» Task data
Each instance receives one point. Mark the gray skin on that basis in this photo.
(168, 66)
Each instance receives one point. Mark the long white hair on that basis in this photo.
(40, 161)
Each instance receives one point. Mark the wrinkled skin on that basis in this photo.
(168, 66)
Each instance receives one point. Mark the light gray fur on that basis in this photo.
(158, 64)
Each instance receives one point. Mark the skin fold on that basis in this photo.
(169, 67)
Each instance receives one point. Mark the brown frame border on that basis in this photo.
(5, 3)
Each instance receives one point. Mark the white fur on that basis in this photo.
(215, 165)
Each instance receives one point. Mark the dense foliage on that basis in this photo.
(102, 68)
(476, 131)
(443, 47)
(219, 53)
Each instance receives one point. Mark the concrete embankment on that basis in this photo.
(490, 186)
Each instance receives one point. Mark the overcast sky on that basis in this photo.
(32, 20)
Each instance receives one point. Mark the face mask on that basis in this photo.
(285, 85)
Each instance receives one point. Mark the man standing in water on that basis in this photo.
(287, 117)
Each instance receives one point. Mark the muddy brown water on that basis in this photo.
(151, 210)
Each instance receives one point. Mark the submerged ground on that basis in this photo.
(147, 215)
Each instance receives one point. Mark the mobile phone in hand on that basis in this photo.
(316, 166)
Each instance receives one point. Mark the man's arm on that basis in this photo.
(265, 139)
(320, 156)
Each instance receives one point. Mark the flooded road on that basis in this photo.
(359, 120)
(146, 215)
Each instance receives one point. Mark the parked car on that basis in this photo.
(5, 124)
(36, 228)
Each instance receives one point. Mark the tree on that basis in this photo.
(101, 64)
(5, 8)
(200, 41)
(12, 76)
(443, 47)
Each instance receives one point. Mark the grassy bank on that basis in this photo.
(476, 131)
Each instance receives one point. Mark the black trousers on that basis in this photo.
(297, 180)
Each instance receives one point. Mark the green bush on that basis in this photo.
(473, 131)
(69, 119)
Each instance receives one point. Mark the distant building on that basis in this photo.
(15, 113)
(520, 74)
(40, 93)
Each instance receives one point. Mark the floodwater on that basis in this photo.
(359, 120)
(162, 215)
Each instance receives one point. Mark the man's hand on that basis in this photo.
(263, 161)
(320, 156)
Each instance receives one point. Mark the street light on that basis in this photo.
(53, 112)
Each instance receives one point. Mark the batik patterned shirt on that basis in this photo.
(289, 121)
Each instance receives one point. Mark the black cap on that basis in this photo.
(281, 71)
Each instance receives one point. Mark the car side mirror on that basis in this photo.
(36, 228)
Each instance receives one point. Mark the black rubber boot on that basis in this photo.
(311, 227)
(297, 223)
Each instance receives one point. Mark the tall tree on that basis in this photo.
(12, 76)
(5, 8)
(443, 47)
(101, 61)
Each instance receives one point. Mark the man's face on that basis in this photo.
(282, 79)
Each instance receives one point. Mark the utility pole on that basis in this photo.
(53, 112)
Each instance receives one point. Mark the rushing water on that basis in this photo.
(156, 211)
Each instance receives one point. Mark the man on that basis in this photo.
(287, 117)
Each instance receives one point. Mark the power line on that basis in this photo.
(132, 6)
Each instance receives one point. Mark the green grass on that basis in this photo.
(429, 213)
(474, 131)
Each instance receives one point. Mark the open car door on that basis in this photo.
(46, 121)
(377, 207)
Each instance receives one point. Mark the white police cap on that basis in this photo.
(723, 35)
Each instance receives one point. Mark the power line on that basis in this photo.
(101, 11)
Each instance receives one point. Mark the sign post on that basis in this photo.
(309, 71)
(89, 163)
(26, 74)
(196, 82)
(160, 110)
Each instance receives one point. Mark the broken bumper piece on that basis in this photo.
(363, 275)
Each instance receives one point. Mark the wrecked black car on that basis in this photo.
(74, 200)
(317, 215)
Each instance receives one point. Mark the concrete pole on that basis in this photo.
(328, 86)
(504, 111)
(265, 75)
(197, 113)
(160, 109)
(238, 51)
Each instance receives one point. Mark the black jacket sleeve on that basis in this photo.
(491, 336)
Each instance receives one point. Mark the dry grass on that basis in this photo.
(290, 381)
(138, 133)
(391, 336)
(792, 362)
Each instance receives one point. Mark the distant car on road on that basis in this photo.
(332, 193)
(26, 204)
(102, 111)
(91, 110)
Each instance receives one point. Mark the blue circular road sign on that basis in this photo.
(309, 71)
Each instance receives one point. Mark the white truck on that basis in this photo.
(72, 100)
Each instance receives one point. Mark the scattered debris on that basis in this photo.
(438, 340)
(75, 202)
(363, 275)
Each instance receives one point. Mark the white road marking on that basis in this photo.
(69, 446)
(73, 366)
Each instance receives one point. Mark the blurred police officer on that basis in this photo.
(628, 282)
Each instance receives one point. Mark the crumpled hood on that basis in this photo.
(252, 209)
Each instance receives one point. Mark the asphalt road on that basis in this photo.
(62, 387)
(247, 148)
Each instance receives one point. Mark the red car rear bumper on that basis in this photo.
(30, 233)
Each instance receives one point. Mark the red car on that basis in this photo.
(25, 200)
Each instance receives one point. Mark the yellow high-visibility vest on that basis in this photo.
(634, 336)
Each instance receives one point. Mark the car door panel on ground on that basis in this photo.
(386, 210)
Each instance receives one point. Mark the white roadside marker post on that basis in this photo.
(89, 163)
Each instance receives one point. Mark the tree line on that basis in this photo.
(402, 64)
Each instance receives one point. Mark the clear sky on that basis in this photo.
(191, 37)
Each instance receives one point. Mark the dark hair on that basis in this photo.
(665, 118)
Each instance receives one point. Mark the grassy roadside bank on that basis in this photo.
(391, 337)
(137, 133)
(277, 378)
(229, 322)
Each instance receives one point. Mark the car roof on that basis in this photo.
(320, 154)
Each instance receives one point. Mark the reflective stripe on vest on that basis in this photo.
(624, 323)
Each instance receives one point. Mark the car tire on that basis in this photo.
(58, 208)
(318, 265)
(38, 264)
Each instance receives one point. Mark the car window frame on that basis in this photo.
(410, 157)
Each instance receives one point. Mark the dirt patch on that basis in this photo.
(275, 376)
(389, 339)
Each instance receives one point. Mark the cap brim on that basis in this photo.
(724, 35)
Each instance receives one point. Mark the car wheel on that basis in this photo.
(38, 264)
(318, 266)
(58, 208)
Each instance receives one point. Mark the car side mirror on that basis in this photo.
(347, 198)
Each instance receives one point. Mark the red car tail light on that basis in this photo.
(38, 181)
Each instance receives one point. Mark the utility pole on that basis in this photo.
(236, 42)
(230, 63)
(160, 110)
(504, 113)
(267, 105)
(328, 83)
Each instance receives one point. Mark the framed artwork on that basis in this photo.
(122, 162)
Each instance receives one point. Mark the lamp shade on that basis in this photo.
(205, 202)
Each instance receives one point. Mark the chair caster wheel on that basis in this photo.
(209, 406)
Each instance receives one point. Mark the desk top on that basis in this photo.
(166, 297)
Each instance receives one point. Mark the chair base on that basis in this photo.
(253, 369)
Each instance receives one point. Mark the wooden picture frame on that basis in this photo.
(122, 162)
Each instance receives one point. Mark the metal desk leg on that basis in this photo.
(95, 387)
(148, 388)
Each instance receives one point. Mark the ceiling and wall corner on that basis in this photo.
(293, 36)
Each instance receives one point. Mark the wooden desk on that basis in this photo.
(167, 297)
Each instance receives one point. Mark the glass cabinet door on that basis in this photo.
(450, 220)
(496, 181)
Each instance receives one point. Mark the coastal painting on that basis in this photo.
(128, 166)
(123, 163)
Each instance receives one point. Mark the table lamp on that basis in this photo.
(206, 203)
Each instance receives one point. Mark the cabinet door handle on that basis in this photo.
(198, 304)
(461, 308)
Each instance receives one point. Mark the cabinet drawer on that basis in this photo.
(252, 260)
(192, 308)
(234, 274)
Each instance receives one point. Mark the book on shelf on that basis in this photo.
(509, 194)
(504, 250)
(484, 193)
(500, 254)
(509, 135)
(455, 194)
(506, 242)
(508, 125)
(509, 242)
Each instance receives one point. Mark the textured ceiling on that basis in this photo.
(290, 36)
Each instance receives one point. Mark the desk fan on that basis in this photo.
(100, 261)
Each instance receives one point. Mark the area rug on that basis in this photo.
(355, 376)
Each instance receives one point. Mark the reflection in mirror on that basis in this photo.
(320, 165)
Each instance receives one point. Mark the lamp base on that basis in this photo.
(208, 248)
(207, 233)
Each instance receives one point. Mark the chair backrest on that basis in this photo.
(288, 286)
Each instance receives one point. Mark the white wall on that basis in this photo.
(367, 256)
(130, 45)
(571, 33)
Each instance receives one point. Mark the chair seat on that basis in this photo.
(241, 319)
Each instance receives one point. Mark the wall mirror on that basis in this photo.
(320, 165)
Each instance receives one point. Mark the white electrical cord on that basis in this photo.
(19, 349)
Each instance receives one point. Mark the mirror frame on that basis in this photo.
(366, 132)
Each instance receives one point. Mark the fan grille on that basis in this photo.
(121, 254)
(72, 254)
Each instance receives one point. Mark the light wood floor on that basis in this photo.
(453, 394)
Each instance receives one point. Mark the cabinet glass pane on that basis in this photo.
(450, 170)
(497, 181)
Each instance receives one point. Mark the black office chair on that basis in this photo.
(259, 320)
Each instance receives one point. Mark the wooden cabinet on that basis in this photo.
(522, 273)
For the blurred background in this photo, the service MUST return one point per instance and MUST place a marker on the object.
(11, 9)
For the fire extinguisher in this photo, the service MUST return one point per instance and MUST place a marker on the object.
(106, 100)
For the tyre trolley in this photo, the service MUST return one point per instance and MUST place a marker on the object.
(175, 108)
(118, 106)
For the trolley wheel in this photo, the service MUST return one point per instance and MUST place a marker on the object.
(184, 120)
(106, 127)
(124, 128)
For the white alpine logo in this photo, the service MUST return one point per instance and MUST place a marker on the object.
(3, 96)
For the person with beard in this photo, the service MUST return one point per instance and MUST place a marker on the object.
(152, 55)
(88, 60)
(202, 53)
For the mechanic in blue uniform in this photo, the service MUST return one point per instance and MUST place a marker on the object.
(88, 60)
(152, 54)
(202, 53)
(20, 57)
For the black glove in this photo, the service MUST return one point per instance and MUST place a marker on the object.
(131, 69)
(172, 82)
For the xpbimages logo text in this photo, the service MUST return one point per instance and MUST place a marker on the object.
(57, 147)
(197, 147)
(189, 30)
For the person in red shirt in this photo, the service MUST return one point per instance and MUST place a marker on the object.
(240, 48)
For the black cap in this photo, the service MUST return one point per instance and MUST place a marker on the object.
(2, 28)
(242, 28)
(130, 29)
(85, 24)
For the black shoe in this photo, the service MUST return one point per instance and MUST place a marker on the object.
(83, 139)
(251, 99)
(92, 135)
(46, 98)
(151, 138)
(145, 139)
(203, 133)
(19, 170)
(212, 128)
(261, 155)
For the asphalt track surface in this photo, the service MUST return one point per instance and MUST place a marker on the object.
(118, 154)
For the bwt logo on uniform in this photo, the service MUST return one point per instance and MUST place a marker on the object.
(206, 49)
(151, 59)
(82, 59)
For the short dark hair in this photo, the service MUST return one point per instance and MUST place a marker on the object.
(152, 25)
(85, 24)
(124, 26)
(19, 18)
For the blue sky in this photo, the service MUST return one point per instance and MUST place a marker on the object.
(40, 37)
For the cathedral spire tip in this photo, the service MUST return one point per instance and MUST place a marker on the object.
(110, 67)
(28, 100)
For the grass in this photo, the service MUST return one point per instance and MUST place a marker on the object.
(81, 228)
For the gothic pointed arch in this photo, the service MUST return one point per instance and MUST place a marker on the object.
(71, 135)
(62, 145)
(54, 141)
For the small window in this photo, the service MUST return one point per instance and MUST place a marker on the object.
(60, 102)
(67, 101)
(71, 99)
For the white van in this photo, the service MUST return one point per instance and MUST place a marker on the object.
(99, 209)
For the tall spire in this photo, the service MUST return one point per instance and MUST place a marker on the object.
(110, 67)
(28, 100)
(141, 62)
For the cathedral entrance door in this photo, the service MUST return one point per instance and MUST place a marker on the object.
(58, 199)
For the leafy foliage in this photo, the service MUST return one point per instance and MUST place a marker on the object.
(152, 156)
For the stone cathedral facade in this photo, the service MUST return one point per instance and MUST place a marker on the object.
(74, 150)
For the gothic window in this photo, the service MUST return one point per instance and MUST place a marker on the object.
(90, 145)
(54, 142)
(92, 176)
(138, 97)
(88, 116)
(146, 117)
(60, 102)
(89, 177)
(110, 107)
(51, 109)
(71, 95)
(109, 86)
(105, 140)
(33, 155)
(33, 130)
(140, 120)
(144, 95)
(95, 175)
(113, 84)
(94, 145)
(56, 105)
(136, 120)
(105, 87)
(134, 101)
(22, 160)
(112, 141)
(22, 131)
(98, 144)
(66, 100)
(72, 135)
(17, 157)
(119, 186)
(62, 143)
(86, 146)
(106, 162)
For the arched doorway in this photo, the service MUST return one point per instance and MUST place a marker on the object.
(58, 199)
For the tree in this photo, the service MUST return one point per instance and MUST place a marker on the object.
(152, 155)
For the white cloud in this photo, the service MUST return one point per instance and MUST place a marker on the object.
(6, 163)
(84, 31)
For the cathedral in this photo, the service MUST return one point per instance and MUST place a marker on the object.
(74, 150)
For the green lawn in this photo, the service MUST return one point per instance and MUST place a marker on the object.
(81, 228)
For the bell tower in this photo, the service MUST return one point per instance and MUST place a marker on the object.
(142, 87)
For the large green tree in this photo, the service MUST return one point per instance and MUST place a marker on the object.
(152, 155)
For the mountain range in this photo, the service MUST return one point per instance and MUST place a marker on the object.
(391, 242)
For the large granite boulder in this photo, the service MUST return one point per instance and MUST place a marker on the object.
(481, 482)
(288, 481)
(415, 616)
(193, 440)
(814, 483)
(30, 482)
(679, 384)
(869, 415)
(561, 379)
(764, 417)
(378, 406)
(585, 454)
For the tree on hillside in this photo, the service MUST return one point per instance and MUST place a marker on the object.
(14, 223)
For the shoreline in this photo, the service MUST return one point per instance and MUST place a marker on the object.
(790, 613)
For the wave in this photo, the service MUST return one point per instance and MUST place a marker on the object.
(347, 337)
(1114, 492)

» Work item
Send back exactly the lines of the listing above, beginning at the line containing "For the wave" and ending with the last. Add nothing.

» Response to this task
For the wave in this photo, the service MUST return one point per instance and MUST place a marker on the object.
(347, 337)
(1114, 492)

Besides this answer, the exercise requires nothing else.